### Exercise task:
Write out the items as a numbered list, from the line with "Target: exposed rock strip" through the last line of the items, leaving out blank lines.

[Begin]

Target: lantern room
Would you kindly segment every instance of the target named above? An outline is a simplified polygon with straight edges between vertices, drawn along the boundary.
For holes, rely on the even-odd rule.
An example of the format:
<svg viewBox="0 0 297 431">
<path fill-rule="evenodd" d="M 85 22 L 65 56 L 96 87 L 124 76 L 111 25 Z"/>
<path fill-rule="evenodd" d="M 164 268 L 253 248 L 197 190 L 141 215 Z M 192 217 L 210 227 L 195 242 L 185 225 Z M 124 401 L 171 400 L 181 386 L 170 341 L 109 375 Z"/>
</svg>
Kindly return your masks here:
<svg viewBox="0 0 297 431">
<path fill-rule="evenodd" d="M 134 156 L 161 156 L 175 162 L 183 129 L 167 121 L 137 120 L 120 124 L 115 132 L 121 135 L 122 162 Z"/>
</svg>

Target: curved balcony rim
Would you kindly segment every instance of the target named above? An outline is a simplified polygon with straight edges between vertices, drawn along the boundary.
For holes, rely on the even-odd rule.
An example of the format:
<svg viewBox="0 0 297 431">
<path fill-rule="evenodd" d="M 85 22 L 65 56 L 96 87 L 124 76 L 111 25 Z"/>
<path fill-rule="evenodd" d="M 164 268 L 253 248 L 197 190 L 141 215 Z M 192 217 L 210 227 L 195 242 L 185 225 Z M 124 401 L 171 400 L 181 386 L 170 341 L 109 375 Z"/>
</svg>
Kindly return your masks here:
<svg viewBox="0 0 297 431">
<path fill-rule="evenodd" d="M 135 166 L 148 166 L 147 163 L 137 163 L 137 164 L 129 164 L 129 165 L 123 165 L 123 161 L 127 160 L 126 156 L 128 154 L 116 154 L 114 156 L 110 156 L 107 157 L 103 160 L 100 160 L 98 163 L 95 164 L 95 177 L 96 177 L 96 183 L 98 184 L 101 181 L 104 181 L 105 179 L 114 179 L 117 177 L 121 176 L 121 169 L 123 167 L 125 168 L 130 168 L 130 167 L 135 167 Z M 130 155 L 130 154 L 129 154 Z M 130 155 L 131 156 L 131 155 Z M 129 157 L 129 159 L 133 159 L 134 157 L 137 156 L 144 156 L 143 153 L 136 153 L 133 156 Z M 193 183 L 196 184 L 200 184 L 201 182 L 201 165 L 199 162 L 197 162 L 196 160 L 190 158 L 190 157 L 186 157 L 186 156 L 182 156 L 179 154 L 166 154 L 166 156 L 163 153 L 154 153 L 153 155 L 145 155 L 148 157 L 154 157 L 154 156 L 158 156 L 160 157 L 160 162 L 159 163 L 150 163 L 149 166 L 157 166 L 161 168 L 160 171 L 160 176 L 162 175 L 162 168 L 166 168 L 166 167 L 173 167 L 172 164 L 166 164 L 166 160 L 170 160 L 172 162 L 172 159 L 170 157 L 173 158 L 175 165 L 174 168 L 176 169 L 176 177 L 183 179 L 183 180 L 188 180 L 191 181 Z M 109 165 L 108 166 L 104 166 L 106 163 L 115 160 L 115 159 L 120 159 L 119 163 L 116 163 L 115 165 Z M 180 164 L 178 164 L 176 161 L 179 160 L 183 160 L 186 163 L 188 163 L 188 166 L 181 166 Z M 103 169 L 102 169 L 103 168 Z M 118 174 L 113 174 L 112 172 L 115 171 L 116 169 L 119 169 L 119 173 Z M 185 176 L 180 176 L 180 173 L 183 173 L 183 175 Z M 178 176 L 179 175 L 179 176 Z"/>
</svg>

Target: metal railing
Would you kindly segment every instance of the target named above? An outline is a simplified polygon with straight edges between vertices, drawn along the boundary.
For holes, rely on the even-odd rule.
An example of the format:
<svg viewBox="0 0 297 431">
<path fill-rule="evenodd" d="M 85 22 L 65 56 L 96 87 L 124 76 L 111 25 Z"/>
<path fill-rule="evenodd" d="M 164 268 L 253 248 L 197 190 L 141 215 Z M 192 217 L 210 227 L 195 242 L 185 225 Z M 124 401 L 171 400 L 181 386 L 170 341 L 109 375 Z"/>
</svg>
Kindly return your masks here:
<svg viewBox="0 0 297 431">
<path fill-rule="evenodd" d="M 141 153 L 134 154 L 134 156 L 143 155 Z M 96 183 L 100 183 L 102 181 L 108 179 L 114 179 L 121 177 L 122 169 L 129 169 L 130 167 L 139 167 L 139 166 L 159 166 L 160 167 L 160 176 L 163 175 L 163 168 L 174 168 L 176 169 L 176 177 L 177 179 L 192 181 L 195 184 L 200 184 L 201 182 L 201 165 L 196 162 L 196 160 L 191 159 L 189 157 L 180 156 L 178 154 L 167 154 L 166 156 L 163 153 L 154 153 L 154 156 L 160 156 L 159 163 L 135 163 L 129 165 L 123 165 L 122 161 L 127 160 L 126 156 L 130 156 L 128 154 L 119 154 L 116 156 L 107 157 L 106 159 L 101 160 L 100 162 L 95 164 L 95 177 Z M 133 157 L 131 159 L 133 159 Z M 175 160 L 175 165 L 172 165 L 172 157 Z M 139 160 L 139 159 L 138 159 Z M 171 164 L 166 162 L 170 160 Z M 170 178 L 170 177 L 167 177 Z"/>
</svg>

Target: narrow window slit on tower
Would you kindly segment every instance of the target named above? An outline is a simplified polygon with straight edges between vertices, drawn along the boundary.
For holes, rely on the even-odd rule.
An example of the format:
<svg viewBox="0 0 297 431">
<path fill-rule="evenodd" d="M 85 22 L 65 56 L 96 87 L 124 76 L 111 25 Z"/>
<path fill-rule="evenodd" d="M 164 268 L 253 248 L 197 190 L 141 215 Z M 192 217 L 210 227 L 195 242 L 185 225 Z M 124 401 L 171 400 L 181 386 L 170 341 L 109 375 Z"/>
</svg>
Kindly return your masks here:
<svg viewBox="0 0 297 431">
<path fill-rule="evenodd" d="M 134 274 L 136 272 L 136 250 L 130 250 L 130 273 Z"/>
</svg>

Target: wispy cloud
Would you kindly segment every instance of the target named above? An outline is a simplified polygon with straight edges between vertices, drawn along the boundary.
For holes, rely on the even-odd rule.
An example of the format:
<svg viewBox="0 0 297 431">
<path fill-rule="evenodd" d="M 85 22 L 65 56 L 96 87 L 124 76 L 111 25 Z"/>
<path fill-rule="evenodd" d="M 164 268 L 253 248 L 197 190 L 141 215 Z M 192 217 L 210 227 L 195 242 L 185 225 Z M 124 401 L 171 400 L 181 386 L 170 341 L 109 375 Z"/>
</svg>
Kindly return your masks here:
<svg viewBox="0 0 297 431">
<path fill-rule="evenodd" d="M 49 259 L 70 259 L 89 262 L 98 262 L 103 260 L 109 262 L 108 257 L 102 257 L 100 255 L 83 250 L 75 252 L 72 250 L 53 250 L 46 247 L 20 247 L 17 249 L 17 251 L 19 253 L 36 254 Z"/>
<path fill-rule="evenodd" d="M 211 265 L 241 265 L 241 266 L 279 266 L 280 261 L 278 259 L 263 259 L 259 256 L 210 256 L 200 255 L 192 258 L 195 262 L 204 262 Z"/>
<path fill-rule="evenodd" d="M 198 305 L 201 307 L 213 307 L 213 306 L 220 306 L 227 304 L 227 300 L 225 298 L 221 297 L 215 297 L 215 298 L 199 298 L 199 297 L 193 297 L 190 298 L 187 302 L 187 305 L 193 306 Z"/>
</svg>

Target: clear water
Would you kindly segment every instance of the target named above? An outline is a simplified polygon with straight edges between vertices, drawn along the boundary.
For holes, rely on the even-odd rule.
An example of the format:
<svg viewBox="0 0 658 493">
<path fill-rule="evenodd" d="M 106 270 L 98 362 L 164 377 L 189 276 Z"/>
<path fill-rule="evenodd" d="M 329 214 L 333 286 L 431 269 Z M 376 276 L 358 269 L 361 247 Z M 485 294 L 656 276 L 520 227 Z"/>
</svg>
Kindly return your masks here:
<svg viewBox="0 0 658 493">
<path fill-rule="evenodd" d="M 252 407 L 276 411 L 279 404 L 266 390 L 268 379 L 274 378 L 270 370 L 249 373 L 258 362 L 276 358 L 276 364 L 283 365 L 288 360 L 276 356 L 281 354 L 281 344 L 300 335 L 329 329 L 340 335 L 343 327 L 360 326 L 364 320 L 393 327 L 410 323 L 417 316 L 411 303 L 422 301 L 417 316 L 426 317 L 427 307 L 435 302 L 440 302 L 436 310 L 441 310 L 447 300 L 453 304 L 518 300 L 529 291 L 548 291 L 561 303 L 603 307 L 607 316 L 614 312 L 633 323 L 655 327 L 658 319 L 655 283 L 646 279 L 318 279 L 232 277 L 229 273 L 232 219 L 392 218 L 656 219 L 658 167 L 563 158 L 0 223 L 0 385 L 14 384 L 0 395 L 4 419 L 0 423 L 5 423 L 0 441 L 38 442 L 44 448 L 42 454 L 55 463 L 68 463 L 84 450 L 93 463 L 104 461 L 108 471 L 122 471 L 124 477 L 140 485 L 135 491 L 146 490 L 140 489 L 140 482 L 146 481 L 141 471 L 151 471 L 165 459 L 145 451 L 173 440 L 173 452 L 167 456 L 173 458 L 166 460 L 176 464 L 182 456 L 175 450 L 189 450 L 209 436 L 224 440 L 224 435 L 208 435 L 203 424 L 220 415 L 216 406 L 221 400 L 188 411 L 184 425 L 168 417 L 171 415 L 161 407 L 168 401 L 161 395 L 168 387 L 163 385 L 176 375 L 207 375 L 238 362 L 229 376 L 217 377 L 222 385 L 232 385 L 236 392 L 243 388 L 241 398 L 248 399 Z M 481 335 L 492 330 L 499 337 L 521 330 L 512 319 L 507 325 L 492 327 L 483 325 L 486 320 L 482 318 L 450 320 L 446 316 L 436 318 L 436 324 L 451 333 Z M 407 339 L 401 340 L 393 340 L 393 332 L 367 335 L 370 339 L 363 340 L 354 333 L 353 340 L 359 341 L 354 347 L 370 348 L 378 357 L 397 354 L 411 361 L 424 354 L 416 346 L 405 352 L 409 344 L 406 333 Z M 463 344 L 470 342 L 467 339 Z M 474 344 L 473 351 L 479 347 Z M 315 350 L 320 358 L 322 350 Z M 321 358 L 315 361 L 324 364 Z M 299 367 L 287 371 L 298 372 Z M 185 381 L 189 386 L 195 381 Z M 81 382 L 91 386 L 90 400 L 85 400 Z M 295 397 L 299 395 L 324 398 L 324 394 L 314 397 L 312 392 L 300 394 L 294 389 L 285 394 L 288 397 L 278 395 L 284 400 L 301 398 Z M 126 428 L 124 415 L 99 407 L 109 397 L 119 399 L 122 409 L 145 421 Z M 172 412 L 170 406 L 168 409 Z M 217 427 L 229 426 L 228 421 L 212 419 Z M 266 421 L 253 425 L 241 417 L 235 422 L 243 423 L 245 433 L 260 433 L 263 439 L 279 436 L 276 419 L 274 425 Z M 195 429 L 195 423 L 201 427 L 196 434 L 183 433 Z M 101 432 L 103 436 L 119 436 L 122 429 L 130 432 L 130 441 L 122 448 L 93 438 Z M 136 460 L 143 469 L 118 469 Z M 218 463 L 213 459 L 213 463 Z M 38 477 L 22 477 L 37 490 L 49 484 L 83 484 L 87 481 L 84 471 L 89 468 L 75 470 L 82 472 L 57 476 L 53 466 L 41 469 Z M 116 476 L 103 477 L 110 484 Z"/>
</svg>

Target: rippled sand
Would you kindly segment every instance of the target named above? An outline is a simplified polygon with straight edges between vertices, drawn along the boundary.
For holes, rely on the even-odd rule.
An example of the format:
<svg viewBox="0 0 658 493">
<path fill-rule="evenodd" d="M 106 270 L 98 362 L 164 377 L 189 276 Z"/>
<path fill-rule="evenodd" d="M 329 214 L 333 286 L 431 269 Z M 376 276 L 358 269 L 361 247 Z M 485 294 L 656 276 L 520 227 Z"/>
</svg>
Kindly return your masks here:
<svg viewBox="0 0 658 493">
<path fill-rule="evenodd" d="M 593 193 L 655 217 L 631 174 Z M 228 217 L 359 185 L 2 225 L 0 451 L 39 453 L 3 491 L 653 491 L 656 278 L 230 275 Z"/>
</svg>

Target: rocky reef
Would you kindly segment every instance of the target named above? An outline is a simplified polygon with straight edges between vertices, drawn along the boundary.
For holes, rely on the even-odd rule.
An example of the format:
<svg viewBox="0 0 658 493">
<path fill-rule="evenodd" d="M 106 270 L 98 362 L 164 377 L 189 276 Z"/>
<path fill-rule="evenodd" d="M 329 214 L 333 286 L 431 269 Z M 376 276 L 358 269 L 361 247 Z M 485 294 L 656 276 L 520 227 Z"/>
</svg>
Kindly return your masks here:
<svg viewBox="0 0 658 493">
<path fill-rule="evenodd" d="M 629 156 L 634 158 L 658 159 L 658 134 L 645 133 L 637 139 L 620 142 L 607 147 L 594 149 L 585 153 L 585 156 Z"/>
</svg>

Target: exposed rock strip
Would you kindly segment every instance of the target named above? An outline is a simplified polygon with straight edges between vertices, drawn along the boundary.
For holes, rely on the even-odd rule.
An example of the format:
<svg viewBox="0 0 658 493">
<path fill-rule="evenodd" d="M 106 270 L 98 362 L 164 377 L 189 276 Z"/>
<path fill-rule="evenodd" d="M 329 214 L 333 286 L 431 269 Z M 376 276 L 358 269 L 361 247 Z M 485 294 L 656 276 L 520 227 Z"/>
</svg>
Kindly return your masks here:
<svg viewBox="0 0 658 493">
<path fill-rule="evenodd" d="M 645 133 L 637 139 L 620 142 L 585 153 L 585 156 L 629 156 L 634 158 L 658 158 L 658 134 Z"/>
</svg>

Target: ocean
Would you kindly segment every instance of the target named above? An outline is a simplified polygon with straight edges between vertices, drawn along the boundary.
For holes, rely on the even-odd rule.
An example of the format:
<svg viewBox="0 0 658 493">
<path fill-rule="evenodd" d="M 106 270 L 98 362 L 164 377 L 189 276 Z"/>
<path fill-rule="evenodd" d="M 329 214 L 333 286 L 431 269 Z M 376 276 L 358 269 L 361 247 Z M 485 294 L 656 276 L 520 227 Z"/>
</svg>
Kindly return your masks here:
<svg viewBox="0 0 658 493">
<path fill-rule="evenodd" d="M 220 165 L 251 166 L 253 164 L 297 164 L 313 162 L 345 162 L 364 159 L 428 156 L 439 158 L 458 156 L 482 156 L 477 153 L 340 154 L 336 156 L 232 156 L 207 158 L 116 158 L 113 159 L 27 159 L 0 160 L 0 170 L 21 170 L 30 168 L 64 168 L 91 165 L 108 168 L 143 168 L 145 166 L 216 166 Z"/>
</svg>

[End]

### Completed task:
1. Target: exposed rock strip
2. Would you kindly segment every instance of the target named above? An outline is a simplified polygon with straight edges between vertices, drawn along the boundary.
3. For holes, rely on the even-odd rule.
4. An example of the format:
5. <svg viewBox="0 0 658 493">
6. <path fill-rule="evenodd" d="M 106 270 L 98 362 L 164 377 L 189 276 Z"/>
7. <path fill-rule="evenodd" d="M 329 214 L 333 286 L 431 269 Z M 376 276 L 358 269 L 361 247 Z M 485 294 L 656 276 L 520 227 Z"/>
8. </svg>
9. Kindly return your masks here:
10. <svg viewBox="0 0 658 493">
11. <path fill-rule="evenodd" d="M 645 133 L 637 139 L 620 142 L 585 153 L 585 156 L 629 156 L 634 158 L 658 158 L 658 134 Z"/>
12. </svg>
13. Target: ocean
14. Would you kindly segment every instance of the target named above? An outline is a simplified polygon with straight edges between vertices, drawn along the boundary.
15. For holes, rely on the even-odd rule.
16. An example of the format:
17. <svg viewBox="0 0 658 493">
18. <path fill-rule="evenodd" d="M 106 270 L 98 362 L 164 377 L 189 276 Z"/>
19. <path fill-rule="evenodd" d="M 329 214 L 333 286 L 431 269 Z M 376 276 L 358 269 L 361 247 Z M 485 294 L 656 276 L 520 227 Z"/>
20. </svg>
21. Kindly return your masks here:
22. <svg viewBox="0 0 658 493">
23. <path fill-rule="evenodd" d="M 220 165 L 251 166 L 253 164 L 297 164 L 313 162 L 345 162 L 364 159 L 428 156 L 439 158 L 458 156 L 482 156 L 477 153 L 340 154 L 336 156 L 232 156 L 207 158 L 116 158 L 113 159 L 27 159 L 0 160 L 0 170 L 21 170 L 30 168 L 64 168 L 91 165 L 108 168 L 143 168 L 145 166 L 216 166 Z"/>
24. </svg>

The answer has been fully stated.